### [REQUIRED TASK]
Update the rows below so that every occurrence of "integer pairs" becomes "whole-number pairs", keeping all other text the same, and leave the pictures out of your version.

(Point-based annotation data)
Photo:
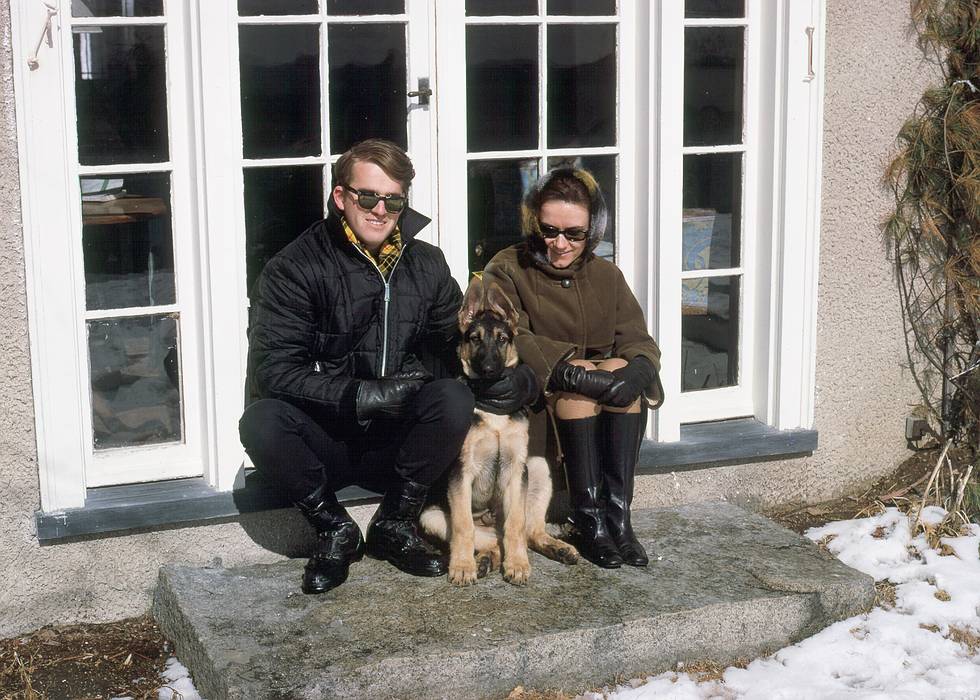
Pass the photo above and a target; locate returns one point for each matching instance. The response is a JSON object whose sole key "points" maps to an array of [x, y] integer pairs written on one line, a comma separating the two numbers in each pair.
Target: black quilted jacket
{"points": [[323, 318]]}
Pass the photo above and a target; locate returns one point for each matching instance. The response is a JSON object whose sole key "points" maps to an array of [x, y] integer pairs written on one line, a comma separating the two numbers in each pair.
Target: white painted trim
{"points": [[797, 221], [669, 130], [218, 109], [48, 262]]}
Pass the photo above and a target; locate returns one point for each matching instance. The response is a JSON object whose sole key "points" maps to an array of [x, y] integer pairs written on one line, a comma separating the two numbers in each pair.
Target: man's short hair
{"points": [[384, 154]]}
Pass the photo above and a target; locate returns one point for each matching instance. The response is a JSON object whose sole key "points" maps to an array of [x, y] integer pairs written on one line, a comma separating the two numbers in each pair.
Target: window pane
{"points": [[581, 85], [121, 95], [713, 74], [280, 203], [581, 7], [251, 8], [495, 190], [712, 211], [714, 8], [365, 7], [116, 8], [604, 170], [489, 8], [367, 84], [280, 91], [709, 332], [135, 371], [127, 241], [501, 87]]}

### [SOLUTION]
Photo:
Pass the photo above and a target; locate returns one point for each matching instance. The response is a JSON object whose sole key "points" maps to an array of [x, y] whole-number pairs written on one line, a comma separating the two numbers in each pair.
Target: black quilted jacket
{"points": [[323, 318]]}
Pass the photo above and a target; locate returns one point for each matching instance. The response is a JSON object whose sole key "points" maps to an array of [x, y] whole-number pairs written on one line, a comma separating the two numbers in each pair.
Target: white painted trim
{"points": [[797, 221], [669, 130], [218, 109], [48, 262]]}
Pass the photo above and a target; locate returns one point for each matching instance. The response is a JSON object whose sole key "points" maps to an array of [x, y] whole-number pairs written on one line, a comma separating the two numbers in each pair.
Target: man's short hair
{"points": [[384, 154]]}
Pass the photo above and a target; locate returns one point for each matching instance. The response is a JSON object whose sole key "points" maps to an array of [x, y] whole-number pairs written on one line, a comma separating the two numbers in each pair.
Target: window pane
{"points": [[581, 85], [121, 95], [713, 74], [280, 203], [581, 7], [251, 8], [495, 190], [712, 211], [714, 8], [365, 7], [116, 8], [604, 170], [489, 8], [367, 84], [280, 91], [709, 332], [135, 371], [127, 241], [501, 87]]}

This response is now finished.